#### [The request]
Reproduce every line of the listing below word for word, but leave the pictures out of your answer.
— start of Information supplied —
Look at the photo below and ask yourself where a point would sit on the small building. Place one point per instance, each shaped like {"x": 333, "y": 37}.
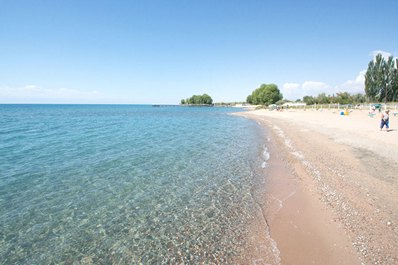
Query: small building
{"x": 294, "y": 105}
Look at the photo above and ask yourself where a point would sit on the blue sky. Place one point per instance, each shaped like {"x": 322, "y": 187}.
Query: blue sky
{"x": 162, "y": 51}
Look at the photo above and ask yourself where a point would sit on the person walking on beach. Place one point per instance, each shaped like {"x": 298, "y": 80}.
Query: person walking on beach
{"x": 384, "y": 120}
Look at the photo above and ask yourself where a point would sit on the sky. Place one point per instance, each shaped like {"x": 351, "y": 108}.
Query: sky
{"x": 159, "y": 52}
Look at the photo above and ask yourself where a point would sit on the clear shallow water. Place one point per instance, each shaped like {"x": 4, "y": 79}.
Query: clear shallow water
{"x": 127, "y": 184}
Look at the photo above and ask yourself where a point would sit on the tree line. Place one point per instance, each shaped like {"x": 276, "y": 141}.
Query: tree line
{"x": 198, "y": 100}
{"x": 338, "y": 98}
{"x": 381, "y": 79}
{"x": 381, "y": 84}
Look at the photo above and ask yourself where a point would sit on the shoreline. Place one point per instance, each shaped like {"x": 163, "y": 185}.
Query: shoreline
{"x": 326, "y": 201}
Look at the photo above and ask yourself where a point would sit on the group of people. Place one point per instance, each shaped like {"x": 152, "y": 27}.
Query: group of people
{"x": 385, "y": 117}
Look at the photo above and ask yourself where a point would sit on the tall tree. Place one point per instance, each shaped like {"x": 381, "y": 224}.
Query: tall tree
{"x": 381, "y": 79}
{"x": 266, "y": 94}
— end of Information supplied —
#### [Solution for this problem]
Look at the photo below and ask yourself where a point would sit on the small building. Place one point per instance, each shaped like {"x": 333, "y": 37}.
Query: small building
{"x": 294, "y": 105}
Look at the photo above and ask yourself where a point would sit on the blue sky. Place one point per instance, each shaped like {"x": 322, "y": 187}.
Query: blue sky
{"x": 162, "y": 51}
Look at the photo above and ask yourself where a point would sit on the person walking on beach. Place one point per instance, each shaped like {"x": 298, "y": 80}.
Query: person walking on beach
{"x": 384, "y": 120}
Look at the photo above and ask yourself where a point would sit on the sky. Place one point per instance, each shaped like {"x": 351, "y": 108}.
Query: sky
{"x": 159, "y": 52}
Look at the photo above and ask yourself where a point would sit on the clear shallow water. Place one point per instance, each shaped like {"x": 4, "y": 79}.
Query: clear shallow water
{"x": 127, "y": 184}
Look at the photo above and ask yourself where a point would sit on the tree line. Place one point per instance, each shaped like {"x": 276, "y": 141}.
Query: tree line
{"x": 198, "y": 100}
{"x": 338, "y": 98}
{"x": 381, "y": 79}
{"x": 381, "y": 84}
Look at the photo above and ask yourself where a point would sit on the shoreline. Place one point per instance, each shaped like {"x": 163, "y": 185}.
Query: shoreline
{"x": 326, "y": 201}
Look at the photo above and ask yourself where a point would sit on the group of people. Place one point per instance, each shaped like {"x": 152, "y": 27}.
Query: group of people
{"x": 385, "y": 117}
Look at the photo above and ask yourself where a point would sit on the tall tree. Place one point per instance, each shaped like {"x": 381, "y": 224}.
Query: tall tree
{"x": 381, "y": 79}
{"x": 266, "y": 94}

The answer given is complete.